━━ Records shown

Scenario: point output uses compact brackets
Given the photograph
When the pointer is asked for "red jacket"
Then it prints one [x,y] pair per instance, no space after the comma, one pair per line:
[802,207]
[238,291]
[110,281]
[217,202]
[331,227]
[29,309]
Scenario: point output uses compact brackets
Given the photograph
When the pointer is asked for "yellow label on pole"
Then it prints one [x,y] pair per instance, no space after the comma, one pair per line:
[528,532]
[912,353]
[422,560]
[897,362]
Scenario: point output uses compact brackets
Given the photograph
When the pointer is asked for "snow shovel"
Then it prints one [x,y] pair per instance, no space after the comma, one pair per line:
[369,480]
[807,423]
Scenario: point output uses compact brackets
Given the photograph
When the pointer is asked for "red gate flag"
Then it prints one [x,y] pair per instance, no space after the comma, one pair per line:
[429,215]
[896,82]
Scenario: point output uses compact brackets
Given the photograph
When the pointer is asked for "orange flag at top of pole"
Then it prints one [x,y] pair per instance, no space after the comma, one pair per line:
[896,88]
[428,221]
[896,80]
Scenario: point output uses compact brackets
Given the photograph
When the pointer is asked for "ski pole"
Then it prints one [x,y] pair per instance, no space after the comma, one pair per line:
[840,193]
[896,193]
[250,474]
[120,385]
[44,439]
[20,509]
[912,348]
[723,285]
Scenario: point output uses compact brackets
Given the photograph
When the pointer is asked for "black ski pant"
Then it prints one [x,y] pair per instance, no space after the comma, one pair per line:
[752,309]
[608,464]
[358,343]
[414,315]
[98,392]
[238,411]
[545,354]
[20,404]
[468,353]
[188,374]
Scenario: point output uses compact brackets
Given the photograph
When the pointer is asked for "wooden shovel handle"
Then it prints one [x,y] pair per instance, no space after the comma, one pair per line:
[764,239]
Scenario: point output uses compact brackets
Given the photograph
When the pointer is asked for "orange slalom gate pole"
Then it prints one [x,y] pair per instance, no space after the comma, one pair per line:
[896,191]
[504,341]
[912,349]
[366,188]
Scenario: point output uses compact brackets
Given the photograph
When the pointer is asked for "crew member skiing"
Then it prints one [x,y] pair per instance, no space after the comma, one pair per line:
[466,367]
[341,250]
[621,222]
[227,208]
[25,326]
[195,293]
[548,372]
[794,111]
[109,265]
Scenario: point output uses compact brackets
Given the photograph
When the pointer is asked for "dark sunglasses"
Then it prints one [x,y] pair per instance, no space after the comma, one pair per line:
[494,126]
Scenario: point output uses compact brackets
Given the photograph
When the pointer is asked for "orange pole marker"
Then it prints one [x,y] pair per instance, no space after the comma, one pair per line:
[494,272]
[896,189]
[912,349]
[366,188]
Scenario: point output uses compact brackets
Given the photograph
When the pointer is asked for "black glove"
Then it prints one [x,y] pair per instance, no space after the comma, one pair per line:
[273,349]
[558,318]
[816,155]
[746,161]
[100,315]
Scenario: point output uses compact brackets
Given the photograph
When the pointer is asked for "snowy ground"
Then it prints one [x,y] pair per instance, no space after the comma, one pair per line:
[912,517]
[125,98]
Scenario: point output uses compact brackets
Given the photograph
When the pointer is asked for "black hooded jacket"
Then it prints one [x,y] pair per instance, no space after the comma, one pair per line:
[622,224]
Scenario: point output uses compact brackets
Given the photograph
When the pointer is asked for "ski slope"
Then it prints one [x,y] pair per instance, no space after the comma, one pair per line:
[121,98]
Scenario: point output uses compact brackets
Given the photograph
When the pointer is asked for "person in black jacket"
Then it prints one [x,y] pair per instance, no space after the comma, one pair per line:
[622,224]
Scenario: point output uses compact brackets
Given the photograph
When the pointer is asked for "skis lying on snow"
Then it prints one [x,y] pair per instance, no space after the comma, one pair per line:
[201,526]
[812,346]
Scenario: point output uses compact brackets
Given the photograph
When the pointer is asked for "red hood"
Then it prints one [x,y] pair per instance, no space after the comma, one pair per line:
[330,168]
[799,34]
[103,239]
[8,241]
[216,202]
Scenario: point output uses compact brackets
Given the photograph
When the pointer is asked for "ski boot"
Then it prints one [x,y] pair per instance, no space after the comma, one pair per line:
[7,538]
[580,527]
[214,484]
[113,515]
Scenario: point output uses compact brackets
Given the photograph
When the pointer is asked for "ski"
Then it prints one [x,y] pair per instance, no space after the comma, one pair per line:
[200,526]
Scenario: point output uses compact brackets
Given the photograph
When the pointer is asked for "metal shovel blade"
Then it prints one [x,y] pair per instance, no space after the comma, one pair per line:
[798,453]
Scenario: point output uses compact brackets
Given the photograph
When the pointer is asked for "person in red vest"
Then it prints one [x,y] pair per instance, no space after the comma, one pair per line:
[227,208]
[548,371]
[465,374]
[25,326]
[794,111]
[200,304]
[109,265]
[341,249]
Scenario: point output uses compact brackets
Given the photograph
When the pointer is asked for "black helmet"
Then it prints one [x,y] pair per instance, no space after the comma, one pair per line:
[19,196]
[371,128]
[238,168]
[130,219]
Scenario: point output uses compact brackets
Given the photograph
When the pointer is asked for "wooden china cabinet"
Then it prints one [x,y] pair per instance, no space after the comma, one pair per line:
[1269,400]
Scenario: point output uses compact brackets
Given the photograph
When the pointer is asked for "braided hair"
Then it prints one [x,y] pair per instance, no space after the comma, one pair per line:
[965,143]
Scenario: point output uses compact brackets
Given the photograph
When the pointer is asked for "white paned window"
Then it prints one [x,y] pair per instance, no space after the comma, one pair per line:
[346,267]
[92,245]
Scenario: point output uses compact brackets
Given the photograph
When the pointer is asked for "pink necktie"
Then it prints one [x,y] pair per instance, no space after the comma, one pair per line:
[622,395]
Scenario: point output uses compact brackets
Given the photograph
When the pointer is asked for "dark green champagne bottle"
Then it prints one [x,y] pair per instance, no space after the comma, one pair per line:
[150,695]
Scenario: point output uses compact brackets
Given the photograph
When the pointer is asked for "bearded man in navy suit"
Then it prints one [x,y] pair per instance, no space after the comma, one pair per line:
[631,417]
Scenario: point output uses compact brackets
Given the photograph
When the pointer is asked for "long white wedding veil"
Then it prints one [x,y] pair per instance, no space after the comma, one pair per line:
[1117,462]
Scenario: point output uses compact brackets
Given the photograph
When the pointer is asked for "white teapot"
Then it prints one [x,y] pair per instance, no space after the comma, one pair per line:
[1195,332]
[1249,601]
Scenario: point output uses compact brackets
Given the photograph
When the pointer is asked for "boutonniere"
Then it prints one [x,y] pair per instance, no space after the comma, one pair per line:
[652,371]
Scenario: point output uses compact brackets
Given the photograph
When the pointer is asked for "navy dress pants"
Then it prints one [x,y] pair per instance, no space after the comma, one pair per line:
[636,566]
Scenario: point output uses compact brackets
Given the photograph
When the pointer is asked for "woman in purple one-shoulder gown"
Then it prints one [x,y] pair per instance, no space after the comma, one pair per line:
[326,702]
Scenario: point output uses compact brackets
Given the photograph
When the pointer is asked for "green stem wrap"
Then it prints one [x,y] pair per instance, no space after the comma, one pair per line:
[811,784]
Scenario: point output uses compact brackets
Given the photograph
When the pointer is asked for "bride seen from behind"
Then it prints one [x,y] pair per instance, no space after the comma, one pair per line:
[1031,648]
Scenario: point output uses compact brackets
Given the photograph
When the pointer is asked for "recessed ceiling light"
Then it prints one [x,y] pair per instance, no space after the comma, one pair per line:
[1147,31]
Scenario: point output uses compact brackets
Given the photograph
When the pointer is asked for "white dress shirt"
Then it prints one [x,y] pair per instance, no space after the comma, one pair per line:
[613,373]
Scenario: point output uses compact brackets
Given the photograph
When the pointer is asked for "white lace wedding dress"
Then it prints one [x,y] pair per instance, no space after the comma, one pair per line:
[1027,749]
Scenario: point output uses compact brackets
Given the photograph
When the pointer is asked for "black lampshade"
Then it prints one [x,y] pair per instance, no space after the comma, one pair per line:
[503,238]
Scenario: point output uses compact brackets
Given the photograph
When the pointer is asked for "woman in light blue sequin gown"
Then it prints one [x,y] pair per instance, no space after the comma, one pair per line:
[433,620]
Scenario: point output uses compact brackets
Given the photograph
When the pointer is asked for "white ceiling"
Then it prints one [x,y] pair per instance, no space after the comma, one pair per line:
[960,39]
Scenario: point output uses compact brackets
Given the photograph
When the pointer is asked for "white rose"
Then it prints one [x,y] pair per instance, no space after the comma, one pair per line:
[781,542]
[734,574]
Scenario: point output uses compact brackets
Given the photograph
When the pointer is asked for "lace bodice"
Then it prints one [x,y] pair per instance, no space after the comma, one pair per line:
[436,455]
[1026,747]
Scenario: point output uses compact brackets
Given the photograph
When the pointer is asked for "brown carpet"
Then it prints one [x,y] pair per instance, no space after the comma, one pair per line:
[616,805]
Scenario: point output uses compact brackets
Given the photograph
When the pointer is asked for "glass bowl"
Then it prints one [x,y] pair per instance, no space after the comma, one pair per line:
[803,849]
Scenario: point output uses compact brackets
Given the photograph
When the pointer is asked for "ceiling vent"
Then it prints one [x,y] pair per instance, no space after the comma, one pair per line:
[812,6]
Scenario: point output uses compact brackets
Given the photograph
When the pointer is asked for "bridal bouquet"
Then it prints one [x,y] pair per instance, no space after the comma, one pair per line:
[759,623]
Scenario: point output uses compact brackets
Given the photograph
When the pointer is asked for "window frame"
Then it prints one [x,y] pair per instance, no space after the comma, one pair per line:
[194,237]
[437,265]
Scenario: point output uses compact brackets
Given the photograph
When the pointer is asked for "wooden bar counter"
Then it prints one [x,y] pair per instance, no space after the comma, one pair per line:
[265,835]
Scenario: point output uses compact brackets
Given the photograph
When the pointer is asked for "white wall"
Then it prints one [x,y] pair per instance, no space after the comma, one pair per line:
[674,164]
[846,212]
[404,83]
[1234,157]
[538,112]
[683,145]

━━━━

> _Work to be completed_:
Count the lines in the records above that contain the string "window", treating uppercase and lowercase as different. Reply with the number only.

> _Task response_:
2